_TEXT SHOWN_:
Light Rail Manila Corporation

Overview
- Franchise: LRT Line 1
- Stations operated: 25
- Locale: Metro Manila
- Dates of operation: September 12, 2015–present

Other
- Company
- Type: Private for-profit corporation, Subsidiary
- Founded: July 22, 2014; 12 years ago
- Headquarters: Engineering Building, LRTA Compound, Andrews Avenue, Pasay, Metro Manila, Philippines
- Key people: Enrico R. Benipayo (President & CEO); (General Manager);
- Website: lrmc.ph

= Light Rail Manila Corporation =

Philippine rail service company

Light Rail Manila Corporation (LRMC) is a rail service company based in Pasay, Metro Manila, Philippines. It is a consortium of companies engaged in the operation and maintenance of the Manila Light Rail Transit System Line 1 (Line 1) since September 2015. The consortium is composed of Metro Pacific Investments Corporation, Sumitomo Corporation's Metro Pacific Light Rail Corp. (MPLRC); AC Infrastructure Holdings Corp. (a subsidiary of Ayala Corporation) through an intermediate entity Light Rail Manila Holdings, Inc.; and Macquarie Infrastructure Holdings (Philippines) Pte. Ltd.

_SOURCE MATERIAL_:
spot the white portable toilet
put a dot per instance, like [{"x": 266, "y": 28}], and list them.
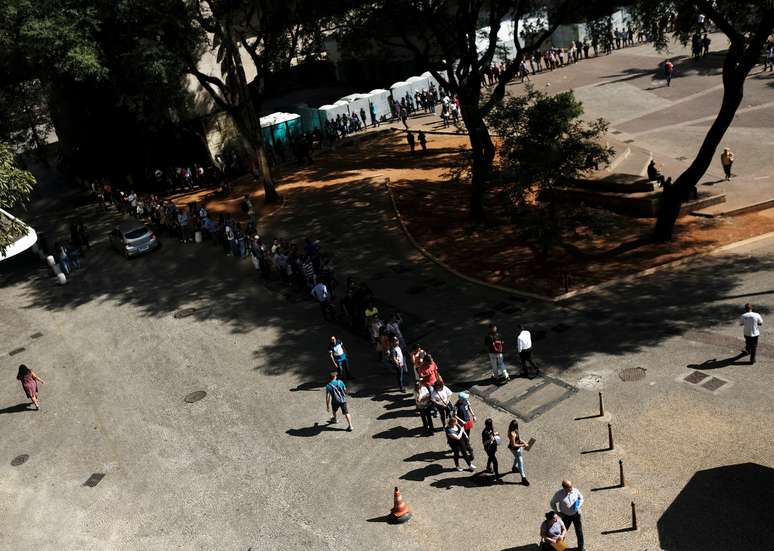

_PROBLEM SET_:
**1)** Reproduce the passage from the Light Rail Manila Corporation text starting at "Light Rail Manila Corporation (LRMC)" and ending at "(Philippines) Pte. Ltd.".
**2)** In the Light Rail Manila Corporation text, list every entry label that appears under the heading "Overview".
**3)** Summarize the Light Rail Manila Corporation text in two sentences.

_SOLUTIONS_:
**1)**
Light Rail Manila Corporation (LRMC) is a rail service company based in Pasay, Metro Manila, Philippines. It is a consortium of companies engaged in the operation and maintenance of the Manila Light Rail Transit System Line 1 (Line 1) since September 2015. The consortium is composed of Metro Pacific Investments Corporation, Sumitomo Corporation's Metro Pacific Light Rail Corp. (MPLRC); AC Infrastructure Holdings Corp. (a subsidiary of Ayala Corporation) through an intermediate entity Light Rail Manila Holdings, Inc.; and Macquarie Infrastructure Holdings (Philippines) Pte. Ltd.

**2)**
- Franchise
- Stations operated
- Locale
- Dates of operation

**3)** Light Rail Manila Corporation (LRMC) is a rail service company based in Pasay, Metro Manila, Philippines. It is a consortium of companies that has operated and maintained the Manila Light Rail Transit System Line 1 since September 2015.